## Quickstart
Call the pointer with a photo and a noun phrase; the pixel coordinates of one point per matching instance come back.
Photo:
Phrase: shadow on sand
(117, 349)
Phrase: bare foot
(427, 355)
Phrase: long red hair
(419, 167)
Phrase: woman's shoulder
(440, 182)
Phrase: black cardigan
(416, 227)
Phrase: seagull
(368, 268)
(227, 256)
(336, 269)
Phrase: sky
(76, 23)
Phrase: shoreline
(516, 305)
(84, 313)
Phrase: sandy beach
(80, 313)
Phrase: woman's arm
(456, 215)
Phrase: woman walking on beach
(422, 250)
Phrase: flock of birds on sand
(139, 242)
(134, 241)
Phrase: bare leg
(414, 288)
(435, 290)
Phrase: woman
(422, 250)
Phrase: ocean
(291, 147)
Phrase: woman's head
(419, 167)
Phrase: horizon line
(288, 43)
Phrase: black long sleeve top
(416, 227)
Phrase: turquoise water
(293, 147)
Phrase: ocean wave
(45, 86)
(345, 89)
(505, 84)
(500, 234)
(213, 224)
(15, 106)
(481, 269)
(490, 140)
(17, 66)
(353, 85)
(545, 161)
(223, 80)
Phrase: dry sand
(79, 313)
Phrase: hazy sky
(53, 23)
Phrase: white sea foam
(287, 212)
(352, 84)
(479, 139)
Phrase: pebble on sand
* * * * * * *
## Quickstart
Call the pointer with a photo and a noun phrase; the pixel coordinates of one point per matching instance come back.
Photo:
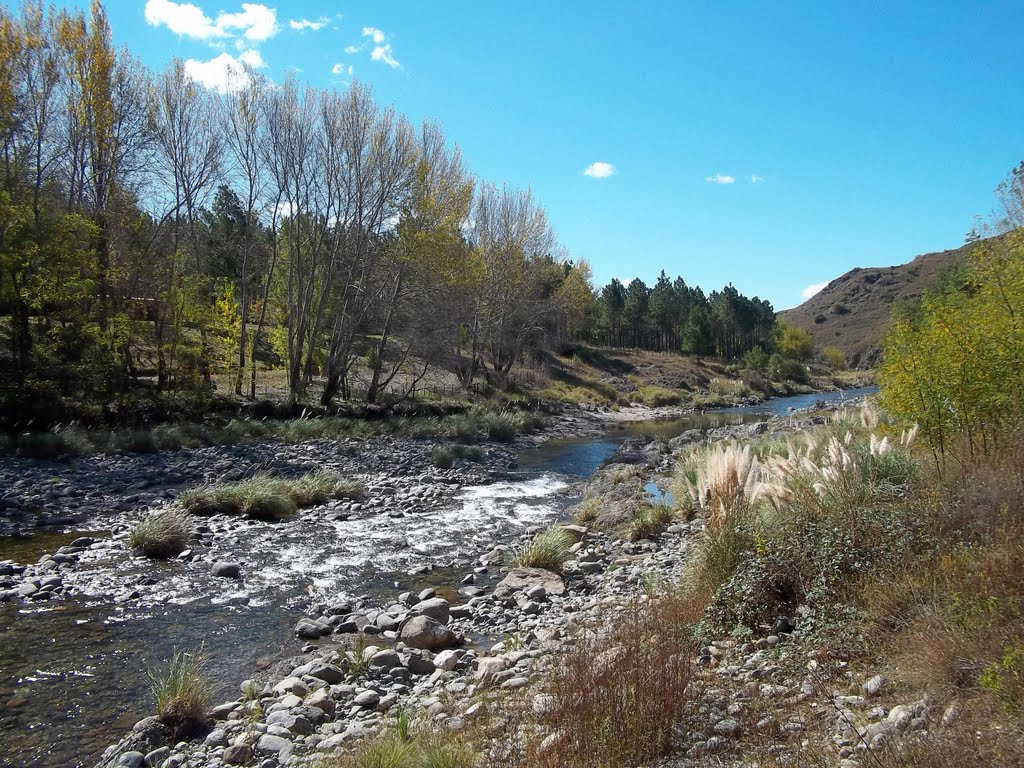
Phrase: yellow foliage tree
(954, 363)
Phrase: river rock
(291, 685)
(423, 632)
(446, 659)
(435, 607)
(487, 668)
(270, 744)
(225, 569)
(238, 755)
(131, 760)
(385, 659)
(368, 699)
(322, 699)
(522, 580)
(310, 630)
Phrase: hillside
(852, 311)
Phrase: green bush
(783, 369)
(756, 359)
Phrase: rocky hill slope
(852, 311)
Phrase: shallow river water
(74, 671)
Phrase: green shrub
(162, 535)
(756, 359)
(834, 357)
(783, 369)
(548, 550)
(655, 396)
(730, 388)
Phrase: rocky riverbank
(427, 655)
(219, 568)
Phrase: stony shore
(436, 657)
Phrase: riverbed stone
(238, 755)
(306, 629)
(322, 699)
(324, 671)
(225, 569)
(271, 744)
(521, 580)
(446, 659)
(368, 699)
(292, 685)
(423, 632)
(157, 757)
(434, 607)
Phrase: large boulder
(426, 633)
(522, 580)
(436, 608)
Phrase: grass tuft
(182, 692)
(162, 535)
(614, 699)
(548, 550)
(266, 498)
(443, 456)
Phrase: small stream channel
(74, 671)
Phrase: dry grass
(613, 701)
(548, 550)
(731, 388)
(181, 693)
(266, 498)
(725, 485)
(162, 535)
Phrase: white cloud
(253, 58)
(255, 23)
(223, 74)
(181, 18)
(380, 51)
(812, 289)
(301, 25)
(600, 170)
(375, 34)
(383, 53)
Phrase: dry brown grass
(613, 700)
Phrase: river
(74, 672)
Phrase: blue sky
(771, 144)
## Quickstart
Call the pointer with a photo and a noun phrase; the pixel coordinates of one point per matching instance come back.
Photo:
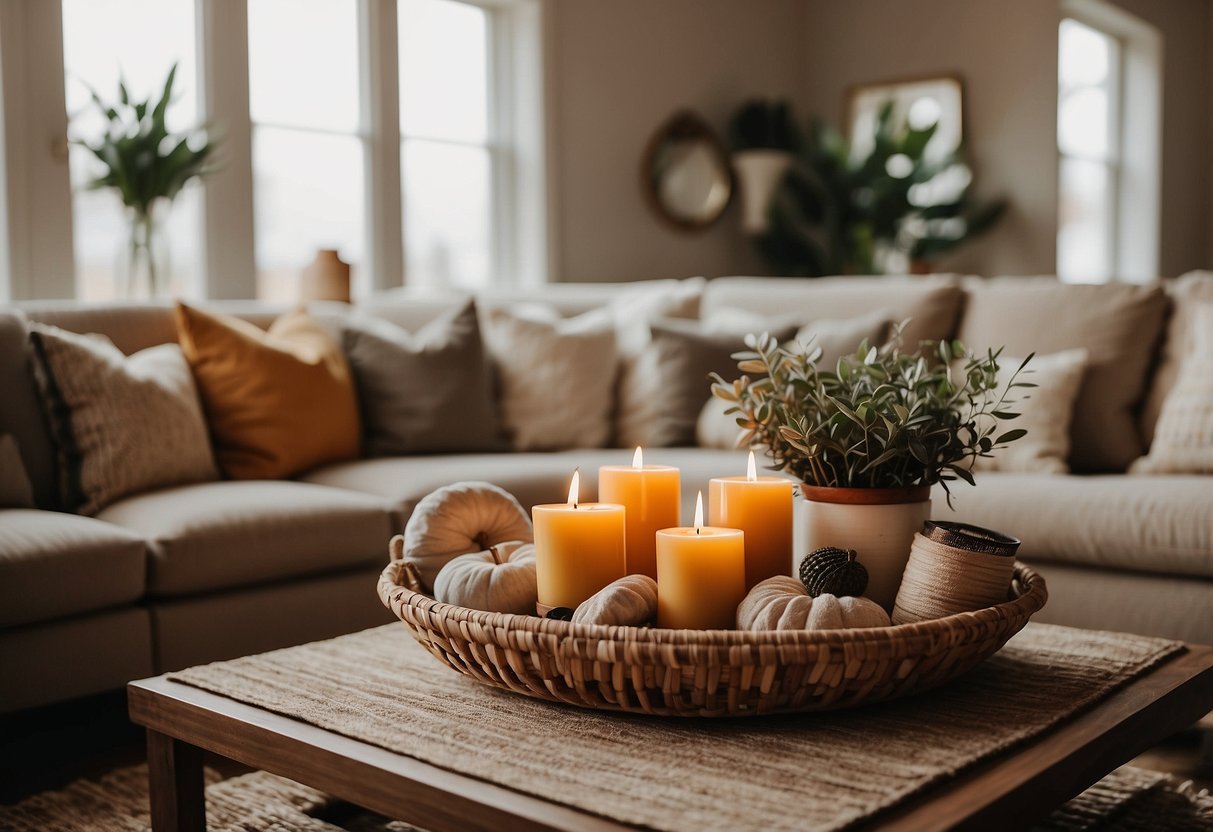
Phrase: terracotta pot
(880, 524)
* * * * * * *
Count the lines in the rows above that contain the string "rocky", matching case exactly. Give only the number.

ANSWER IN FULL >> 2